-- start SELECTION --

Our family has made cyder in Suffolk since the 1700s. Clement Chevallier planted an apple orchard here in 1728, when he inherited the Aspall Hall estate, and introduced the county to cyder. His cyder house, with its stone mill for mashing apples and its wooden press, still stands in front of the 2002 bottling house.
Last year we pressed 9,500 tonnes of organic and conventional apples for a combination of apple juice, cyder and cyder vinegar.
We actually shied away from cyder for many years. It's such a cut-throat business. We just sold locally or to family and friends.
But after my older brother Barry and I came into the business in the nineties we felt there was a market for a super-premium cyder made only from fresh pressed apples: a real, artisan product of the kind people used to drink in the 18th century, when it was more revered than wine.
At first we were going to get Greene King to contract-fill it for us in their own bottles. But when we were talking to John Murphy, who used to run Interbrand, he said: "It's a fantastic product. Why are you putting it in beer bottles?" So father dug out an old flared-bottom bottle that great-grandfather used in the 1920s, and we had a new 500ml version specially made for us.

-- end SELECTION --

> _TASK STATEMENT_
Update the cyder history by writing it out from "But after my" up to and including "revered than wine.", with "the nineties" changed to "the 1990s".

-- start SUPPLIED DATA --

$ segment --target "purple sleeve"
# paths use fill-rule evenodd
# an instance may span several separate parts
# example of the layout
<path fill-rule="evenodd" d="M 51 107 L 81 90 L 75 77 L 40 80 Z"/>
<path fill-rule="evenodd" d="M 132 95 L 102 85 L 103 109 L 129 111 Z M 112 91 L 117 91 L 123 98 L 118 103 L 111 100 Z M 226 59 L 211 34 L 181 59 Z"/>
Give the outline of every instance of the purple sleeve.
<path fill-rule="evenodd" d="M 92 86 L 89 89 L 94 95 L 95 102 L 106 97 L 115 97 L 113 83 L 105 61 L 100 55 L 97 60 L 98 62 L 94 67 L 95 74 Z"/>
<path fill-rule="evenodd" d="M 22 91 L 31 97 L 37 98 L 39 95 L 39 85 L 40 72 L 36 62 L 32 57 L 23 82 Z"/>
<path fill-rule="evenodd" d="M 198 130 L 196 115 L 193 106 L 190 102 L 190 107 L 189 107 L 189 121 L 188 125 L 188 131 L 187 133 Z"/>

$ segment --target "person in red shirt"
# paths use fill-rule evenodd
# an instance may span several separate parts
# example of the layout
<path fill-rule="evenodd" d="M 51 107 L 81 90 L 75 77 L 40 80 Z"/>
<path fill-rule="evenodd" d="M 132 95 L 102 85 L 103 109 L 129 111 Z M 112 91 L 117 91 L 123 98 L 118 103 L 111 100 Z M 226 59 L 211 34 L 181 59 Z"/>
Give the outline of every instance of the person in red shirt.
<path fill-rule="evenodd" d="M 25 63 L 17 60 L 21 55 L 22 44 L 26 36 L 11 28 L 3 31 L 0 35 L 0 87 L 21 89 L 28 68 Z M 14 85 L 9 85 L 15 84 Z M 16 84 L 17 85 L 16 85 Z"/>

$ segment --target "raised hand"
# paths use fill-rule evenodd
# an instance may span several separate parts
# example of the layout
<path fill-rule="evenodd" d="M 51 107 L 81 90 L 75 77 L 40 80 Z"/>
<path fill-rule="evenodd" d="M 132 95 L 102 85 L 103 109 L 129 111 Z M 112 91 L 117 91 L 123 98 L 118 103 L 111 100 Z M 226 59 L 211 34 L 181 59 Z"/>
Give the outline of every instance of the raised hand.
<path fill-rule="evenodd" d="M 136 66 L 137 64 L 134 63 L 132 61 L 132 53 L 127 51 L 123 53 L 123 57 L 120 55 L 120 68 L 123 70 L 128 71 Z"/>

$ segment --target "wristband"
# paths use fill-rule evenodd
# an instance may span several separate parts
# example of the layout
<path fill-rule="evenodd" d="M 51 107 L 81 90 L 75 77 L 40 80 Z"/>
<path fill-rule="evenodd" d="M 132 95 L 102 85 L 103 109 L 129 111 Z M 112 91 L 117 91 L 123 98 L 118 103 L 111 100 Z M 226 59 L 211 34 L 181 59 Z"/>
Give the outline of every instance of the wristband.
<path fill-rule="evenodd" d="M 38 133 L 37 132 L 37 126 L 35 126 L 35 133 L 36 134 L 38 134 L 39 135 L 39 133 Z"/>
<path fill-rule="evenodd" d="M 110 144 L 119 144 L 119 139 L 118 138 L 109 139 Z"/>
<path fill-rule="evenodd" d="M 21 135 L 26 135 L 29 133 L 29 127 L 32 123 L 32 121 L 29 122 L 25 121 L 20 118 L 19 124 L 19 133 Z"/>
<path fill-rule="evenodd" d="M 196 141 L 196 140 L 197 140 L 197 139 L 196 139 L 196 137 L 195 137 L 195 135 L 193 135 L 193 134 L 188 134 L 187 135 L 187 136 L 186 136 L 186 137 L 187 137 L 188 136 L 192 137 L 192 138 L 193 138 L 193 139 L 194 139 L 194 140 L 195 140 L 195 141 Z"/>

-- end SUPPLIED DATA --

> _EXERCISE RESULT_
But after my older brother Barry and I came into the business in the 1990s we felt there was a market for a super-premium cyder made only from fresh pressed apples: a real, artisan product of the kind people used to drink in the 18th century, when it was more revered than wine.